Using the information =>
• a. Which diseases does the blog post about the One Health Congress name? List each one.
• b. According to the blog post about the One Health Congress, roughly how many global delegates did the congress draw?

Excerpt =>
|---|

ONE HEALTH, ONE WORLD?


Photo: SARS Mural, from Steel Monkey’s Flickr photostream (creative commons)

STEPS Centre researcher Paul Forster is blogging from the International One Health Congress in Melbourne. This is the first of his posts from the Congress.

“Are you from the human side, or the animal side?” The question came from a doctor – an epidemiologist – from Bangladesh. Hmmm. We were twelve hours adrift from London, and it was the first coffee break of what was meant to be the morning at the 1st International One Health Congress in Melbourne. Subtitled (just a shade dramatically) ‘Human Health, Animal Health, the Environment and Global Survival’, the congress has drawn around 650 global delegates to drive forwards a still-fluid agenda fostered most largely by (in reverse chronological order) the emergence of bird flu, SARS, and HIV-AIDS: all diseases which have crossed the species barrier from animals to infect, and kill, humans. Feeling barely human myself (i.e. capable of speech), I launched into my socio-politico ‘science isn’t everything’ pitch, wondering why there are no doctors, yet, who are charged with attending full-time to the environment.

My questioner had however put his finger on one nub of the issue – the institutional, educational and even emotional divides that separate human health issues from animal health issues, which are well-characterised by another, more rhetorical, question put to me later in the day. “If your Prime Minister, or my President, had the Minister for Health and the Minister for Agriculture sitting across his desk and they did not agree, who would he take most notice of?” Accepting the fact that animals don’t have votes, the point had to be accepted, although almost three-quarters of the world’s new diseases since World War II have been transmitted to people from animals, a total of around 30 in the last twenty-five years – the most recent of which, H1N1 influenza (‘Swine flu’), spread around the world from a pig farm in Mexico in just nine weeks.

|---|

Entries provided =>
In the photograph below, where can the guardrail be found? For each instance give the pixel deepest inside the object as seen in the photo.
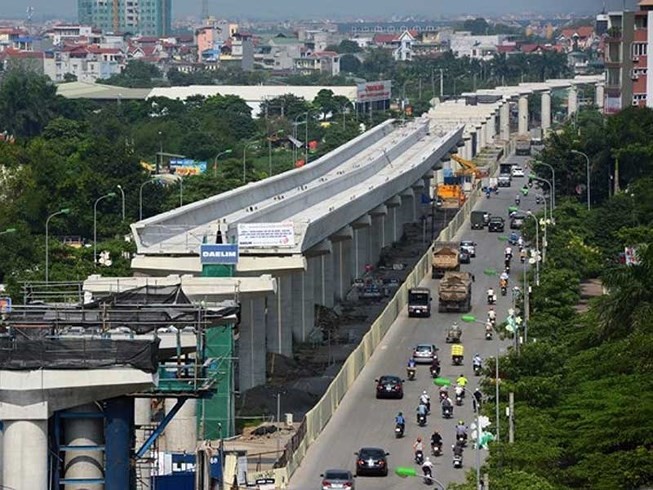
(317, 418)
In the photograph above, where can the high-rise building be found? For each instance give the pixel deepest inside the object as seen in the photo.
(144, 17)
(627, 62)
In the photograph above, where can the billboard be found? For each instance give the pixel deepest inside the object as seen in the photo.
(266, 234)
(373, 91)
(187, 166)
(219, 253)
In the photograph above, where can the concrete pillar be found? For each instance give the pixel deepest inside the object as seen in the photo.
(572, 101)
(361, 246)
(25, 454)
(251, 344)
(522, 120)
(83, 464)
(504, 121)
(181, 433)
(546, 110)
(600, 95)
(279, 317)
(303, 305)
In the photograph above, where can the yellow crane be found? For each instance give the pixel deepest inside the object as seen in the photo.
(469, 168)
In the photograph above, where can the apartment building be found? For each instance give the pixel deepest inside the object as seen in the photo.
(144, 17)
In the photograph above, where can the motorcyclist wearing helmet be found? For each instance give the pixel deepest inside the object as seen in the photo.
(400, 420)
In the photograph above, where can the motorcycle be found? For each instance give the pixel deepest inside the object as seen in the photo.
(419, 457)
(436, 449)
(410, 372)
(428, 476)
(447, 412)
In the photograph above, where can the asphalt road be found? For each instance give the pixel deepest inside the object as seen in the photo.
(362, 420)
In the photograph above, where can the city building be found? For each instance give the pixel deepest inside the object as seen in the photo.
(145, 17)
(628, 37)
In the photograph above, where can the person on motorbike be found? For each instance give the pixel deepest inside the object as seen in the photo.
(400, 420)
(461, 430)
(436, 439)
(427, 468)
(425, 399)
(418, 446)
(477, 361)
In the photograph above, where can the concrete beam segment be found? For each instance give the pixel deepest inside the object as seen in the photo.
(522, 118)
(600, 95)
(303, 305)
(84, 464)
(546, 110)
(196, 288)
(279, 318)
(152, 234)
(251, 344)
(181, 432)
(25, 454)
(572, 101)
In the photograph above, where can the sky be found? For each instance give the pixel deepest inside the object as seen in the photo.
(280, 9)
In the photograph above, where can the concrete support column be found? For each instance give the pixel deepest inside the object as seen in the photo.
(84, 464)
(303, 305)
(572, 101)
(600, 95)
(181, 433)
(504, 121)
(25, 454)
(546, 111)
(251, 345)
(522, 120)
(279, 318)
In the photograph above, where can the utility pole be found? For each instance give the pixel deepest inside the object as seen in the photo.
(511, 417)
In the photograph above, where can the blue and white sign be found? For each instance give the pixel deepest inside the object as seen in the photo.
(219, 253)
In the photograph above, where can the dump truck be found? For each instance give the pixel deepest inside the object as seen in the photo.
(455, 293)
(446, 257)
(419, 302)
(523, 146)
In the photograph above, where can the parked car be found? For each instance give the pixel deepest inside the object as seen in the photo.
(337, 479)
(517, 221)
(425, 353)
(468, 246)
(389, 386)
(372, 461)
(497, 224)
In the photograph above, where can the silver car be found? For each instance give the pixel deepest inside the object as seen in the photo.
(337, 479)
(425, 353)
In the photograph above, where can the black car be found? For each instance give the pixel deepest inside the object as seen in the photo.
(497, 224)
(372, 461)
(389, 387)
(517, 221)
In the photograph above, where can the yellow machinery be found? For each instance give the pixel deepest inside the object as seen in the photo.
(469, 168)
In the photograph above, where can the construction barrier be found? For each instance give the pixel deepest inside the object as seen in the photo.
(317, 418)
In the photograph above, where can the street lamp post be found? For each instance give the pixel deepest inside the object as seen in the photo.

|---|

Per-task answers =>
• a. Bird flu, SARS, HIV-AIDS, H1N1 influenza ('Swine flu')

• b. Around 650